* RECORDS SUPPLIED:
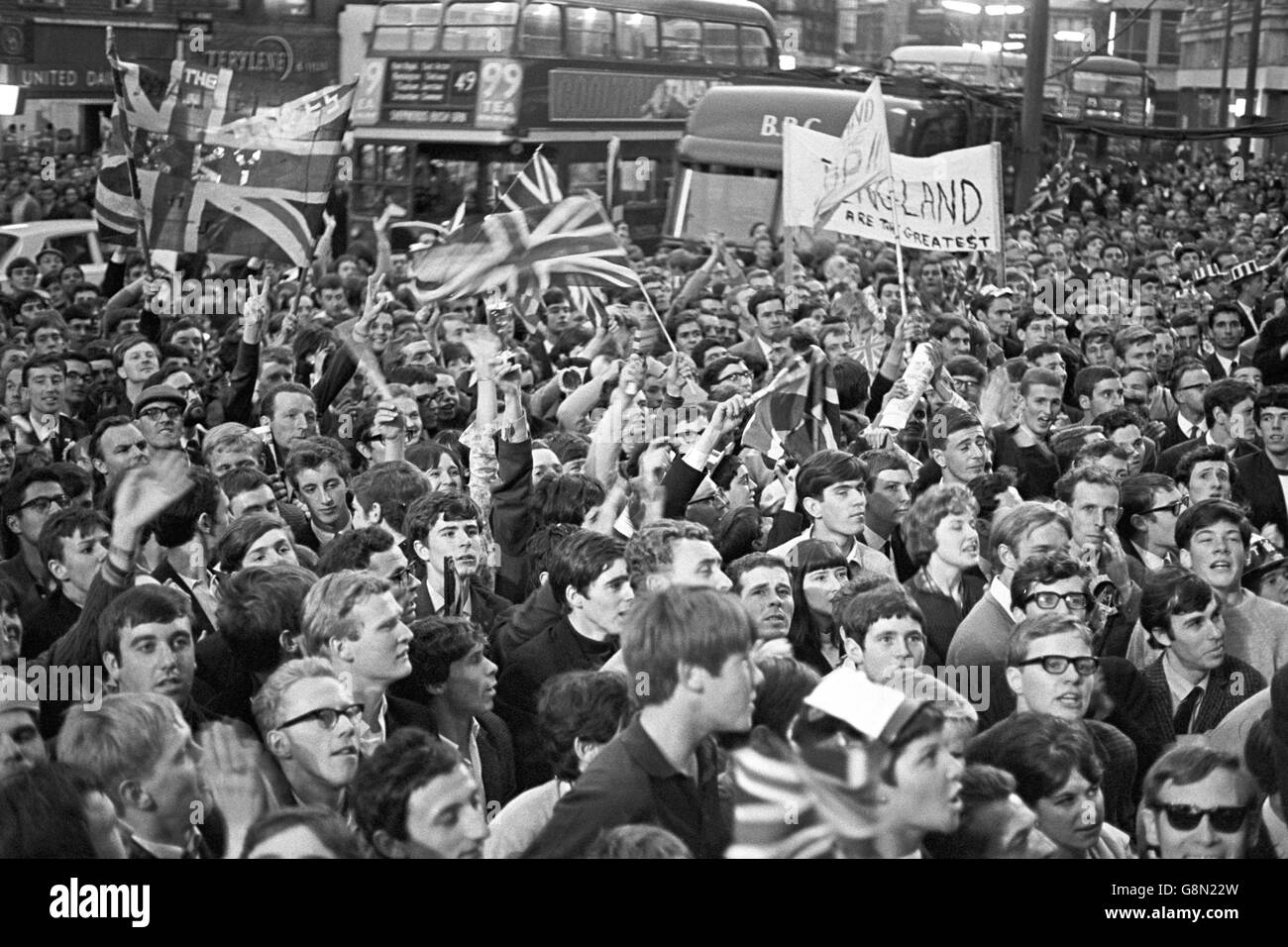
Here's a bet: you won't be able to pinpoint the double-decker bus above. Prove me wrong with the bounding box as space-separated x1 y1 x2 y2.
888 47 1066 111
665 77 1055 244
1065 55 1154 125
351 0 780 245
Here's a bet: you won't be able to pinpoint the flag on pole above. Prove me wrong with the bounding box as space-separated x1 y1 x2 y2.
94 36 356 266
443 201 465 236
812 78 890 227
1020 145 1073 226
501 149 563 210
409 197 638 299
742 346 841 463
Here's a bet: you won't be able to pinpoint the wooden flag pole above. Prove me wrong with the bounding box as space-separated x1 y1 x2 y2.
107 27 156 279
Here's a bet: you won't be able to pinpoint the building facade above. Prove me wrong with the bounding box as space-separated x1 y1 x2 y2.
1177 0 1288 155
0 0 342 152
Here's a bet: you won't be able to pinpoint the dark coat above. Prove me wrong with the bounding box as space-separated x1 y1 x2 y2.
1234 451 1288 536
496 617 609 791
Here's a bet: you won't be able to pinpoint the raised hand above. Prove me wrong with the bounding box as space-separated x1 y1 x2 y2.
112 451 193 528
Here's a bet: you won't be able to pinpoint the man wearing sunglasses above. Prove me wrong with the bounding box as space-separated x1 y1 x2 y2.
252 657 362 813
1118 474 1189 586
1006 610 1136 831
1141 743 1258 858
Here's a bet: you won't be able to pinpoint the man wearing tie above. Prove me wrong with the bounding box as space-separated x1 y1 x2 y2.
1140 567 1266 737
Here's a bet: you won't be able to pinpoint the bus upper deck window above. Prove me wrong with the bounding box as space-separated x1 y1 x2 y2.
568 7 613 59
738 26 773 68
702 23 738 65
519 4 563 56
442 3 519 53
617 13 658 60
662 20 702 63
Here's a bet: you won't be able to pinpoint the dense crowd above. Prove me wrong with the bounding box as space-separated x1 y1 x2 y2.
0 144 1288 858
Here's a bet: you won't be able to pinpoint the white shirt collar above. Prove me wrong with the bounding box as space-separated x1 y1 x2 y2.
988 576 1014 622
1159 651 1212 712
1132 543 1167 573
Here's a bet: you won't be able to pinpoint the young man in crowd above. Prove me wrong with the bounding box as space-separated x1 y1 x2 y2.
947 502 1073 668
284 437 352 553
1140 743 1259 858
527 587 761 858
993 368 1064 500
252 657 362 814
496 530 631 789
406 614 515 814
1127 500 1288 681
300 571 424 756
22 506 111 657
769 451 896 579
1234 385 1288 546
351 728 488 860
1118 474 1189 585
729 553 796 655
1140 562 1266 736
625 519 736 594
1156 378 1256 476
403 491 511 635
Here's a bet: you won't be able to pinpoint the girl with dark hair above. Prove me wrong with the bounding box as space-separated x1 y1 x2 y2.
787 540 850 674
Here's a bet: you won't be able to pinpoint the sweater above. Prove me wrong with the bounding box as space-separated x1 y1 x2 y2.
1127 588 1288 681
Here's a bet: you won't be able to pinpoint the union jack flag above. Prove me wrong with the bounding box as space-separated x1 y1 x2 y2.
742 346 841 463
409 197 639 300
94 36 356 266
1021 147 1073 226
501 149 563 210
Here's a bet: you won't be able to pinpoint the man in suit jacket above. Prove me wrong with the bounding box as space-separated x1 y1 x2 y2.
398 616 515 810
729 288 789 381
58 691 225 860
1140 569 1266 736
1203 301 1252 381
497 531 635 789
1158 360 1212 453
1234 385 1288 544
1154 378 1256 476
403 491 514 644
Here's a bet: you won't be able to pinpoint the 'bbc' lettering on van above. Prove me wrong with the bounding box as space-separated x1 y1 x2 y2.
760 112 823 138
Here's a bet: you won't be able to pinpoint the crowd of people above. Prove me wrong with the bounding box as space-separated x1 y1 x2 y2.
0 144 1288 858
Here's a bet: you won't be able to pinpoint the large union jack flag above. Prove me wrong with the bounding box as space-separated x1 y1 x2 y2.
94 36 355 266
742 346 841 464
411 197 639 299
501 149 563 210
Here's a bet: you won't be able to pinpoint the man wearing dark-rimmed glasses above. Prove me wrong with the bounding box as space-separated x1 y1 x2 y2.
252 657 362 813
0 468 68 621
1006 610 1136 831
1141 743 1258 858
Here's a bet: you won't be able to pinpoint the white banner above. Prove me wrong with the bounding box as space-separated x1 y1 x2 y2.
783 125 1002 253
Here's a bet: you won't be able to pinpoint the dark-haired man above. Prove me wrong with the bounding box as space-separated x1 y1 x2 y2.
1235 385 1288 546
1140 567 1266 736
403 491 511 635
525 587 761 858
406 614 515 814
769 451 896 579
496 530 635 789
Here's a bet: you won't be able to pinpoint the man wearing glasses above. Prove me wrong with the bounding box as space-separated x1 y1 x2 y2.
1118 474 1189 586
134 385 188 453
0 468 68 621
1006 610 1136 831
1141 743 1258 858
252 657 362 813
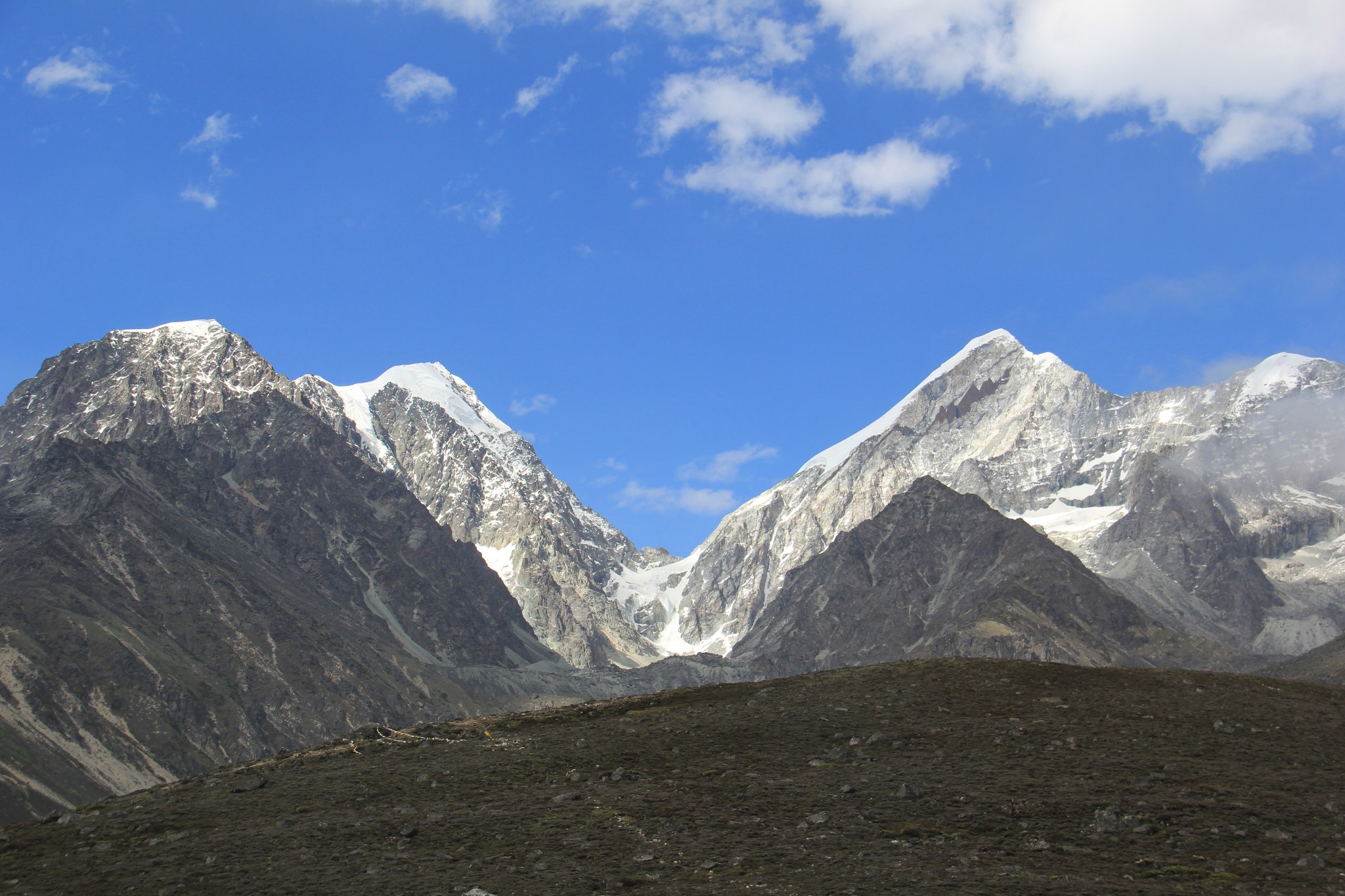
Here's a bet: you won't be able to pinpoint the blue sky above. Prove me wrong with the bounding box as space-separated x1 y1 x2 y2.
0 0 1345 552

* REQUIREMENT: Reproduce every one of the rows above word for word, leaving out the pictures.

* EXERCISE ANSWER:
Here's a bet: you won't be able to pinpoint the double-decker bus above. Prove me wrong with the bounding box as space-separated x1 y1 x2 y2.
888 47 1066 111
665 77 1055 244
1065 55 1154 125
351 0 780 245
Here's a bet: you won't be able to pinpoint the flag on pole above. Prove me wrong with the bounding box as space-separated x1 y1 x2 y2.
94 36 356 266
443 201 465 236
812 78 890 227
1020 145 1073 226
501 149 563 210
409 197 638 299
742 346 841 463
Here's a bet: you won't be able to pinpoint the wooden flag pole above. Prove me wrong with the bounding box as space-separated x1 y1 x2 y2.
107 27 156 279
Here's a bet: you won't be able to pinpoint the building facade above. Prove me wrong with the bounding box as space-separated x1 y1 x2 y2.
1177 0 1288 155
0 0 342 152
Here's a bet: you won't be able to pinpoint the dark coat above. Prove me wrong with the bounding box as space-separated x1 y1 x2 y2.
1234 451 1288 536
496 617 609 791
Here's a bet: you won't be able to pinpoint the raised hand above. Prove me wrong with the bounding box as space-separated x1 y1 x2 y2.
112 451 193 528
Here's a bet: you won't be able to pinpoint the man wearing sunglasses above. Prove me wrong with the bounding box as space-separated x1 y1 x2 y2.
252 657 362 813
1118 474 1189 586
1006 610 1136 831
1141 743 1258 858
Here's a bet: you won't be able to pinpoint the man wearing tie above. Prove me wrong with the bounding box as space-separated x1 y1 x2 y2.
1140 567 1266 737
Here's a bet: you won't be able to pinpoint the bus upper deck window above. Prove me wrong with the bounding box as space-separated x1 y1 x2 y2.
568 7 613 59
738 26 773 68
702 23 738 65
519 4 563 56
442 3 519 53
617 13 658 60
662 20 702 63
Here's a bet: you won't be able to pinpoint the dense crowd above. Prove me wrong with the bounding box as space-separated x1 y1 x2 y2.
0 144 1288 858
Here's a bet: you won't be able to pinpoint the white shirt collar above. Prove me wrong with the bounding box as space-separated x1 y1 x2 y2.
988 576 1014 622
1159 651 1212 712
1132 543 1167 573
Here's a bet: you won't be able to pinpoint the young man in crowd above. Prove me wrong with the bounding box as space-separated x1 y1 x2 y2.
947 502 1073 668
284 437 352 553
1140 743 1259 858
527 587 761 858
993 368 1064 500
252 657 362 814
496 530 631 789
406 614 515 814
1127 500 1288 681
300 571 424 756
22 506 111 657
769 451 896 579
1234 385 1288 546
351 728 488 860
1118 474 1189 585
729 553 796 655
1140 562 1266 736
625 519 736 594
1156 378 1256 476
403 491 511 635
Here's a bet: you won't be able to pinpoint the girl with dark hair above. Prove me wrong with the bounding box as space-separated x1 y1 x2 y2.
787 540 850 674
Here's a bet: you won't be able to pinpoint the sweater above. Prove me wrong with the bounding box as space-separated x1 y1 x2 y2.
1127 588 1288 681
Here's a bet: you won't be able to pinpoint the union jack flag above. Prove me wrong with the bounding box as space-separated x1 y1 x2 y2.
742 346 841 463
409 197 639 300
94 36 356 266
1021 147 1073 226
501 149 563 210
Here's a bet: you won't be able to pinpoint the man in suit jacket above. Prove me wrong with the bounding box as space-separated x1 y1 x2 y2.
398 616 515 810
729 288 789 381
58 691 225 860
1140 569 1266 736
1203 301 1252 381
497 531 635 789
1158 360 1212 453
1234 385 1288 544
1154 378 1256 476
403 491 514 644
Here's a bet: you won't be able to pinpoint the 'bbc' lettering on van above. Prove me wrong with the bounding box as space-separated x1 y1 x2 y2.
760 112 823 138
Here's a bet: you won't be able to pinpoint the crowd of people above. Prove me wrong with the bounding box as space-separated x1 y1 x2 y2.
0 144 1288 858
Here's a bet: you won't be able to pinpoint the large union jack flag above. Prove me wrong with the bounding box as space-separated x1 y1 x2 y2.
94 36 355 266
742 346 841 464
411 197 639 299
501 149 563 210
Here's a bet: you won't be able to pinpoint the man wearing dark-rimmed glasses above. Prove me wrong with the bounding box as space-separated x1 y1 x2 y2.
252 657 362 813
0 468 68 621
1006 610 1136 831
1141 743 1258 858
Here's a bet: you won't be able to pinpoint the white banner above. Prove me wrong with the bounding box as space-separated x1 y1 x2 y2.
783 125 1002 253
Here's a bet: you won't be able to pinpoint the dark-haired man above. Prove me wrong with the bounding box as space-separated x1 y1 x2 y2.
1235 385 1288 546
1140 567 1266 736
403 491 511 635
525 587 761 858
406 614 515 814
769 451 896 579
496 530 635 789
Here's a bet: you won't be able to pinpoint the man wearing glasses above. Prove me wrong with the bounding box as space-separated x1 y1 x2 y2.
1118 474 1189 586
134 385 188 453
0 468 68 621
1006 610 1136 831
1141 743 1258 858
252 657 362 813
Here's a bet: you won't be able to pinpoint the blue sky above. Prove me wrong with the bounding box as space-separated x1 y1 x2 y2.
0 0 1345 552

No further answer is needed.